Goal of the exercise ▸ Pick out each line of the records that includes the string "Target", and copy it.

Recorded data
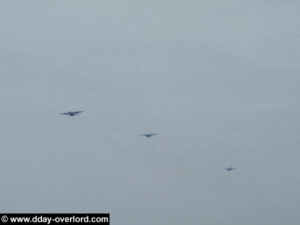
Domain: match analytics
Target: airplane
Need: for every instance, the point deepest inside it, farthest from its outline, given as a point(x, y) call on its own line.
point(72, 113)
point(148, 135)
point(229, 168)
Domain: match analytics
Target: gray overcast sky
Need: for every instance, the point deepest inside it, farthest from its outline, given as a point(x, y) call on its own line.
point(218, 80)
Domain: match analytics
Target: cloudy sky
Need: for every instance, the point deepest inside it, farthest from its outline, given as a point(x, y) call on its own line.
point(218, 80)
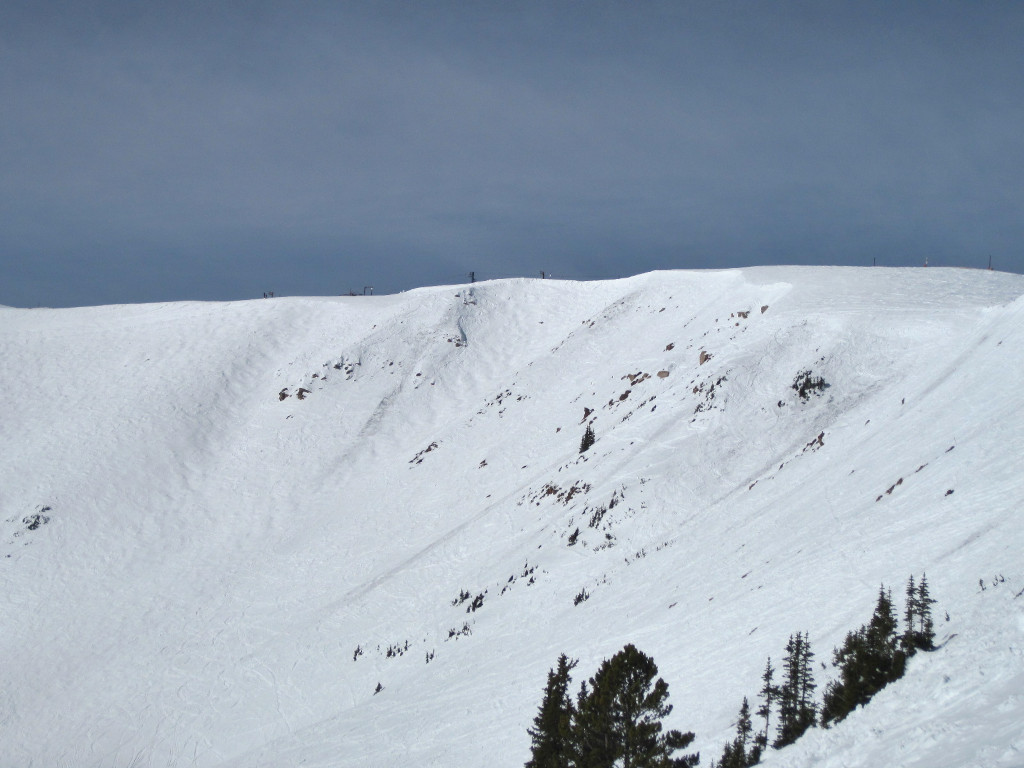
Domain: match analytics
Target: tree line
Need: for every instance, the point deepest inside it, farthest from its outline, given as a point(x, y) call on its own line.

* * *

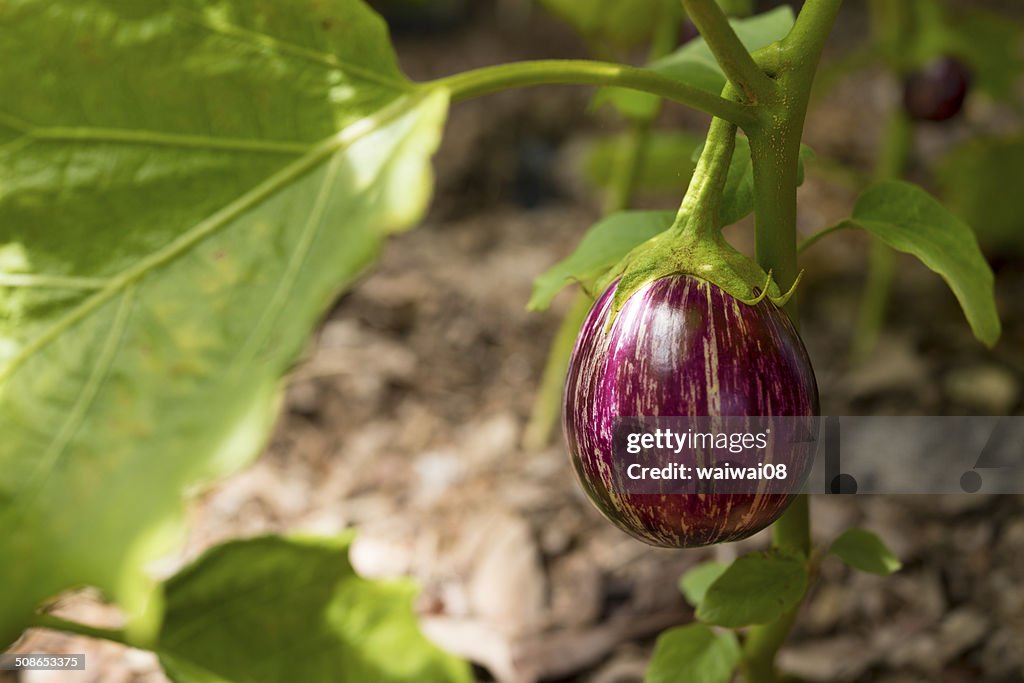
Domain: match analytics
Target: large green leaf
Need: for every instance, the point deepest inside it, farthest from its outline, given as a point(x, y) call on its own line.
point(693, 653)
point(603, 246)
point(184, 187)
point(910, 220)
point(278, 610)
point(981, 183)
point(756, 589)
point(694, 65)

Answer for this exercise ▸
Target: airplane
Target: gray overcast sky
Target: cloudy sky
Target: tree line
Target: large green leaf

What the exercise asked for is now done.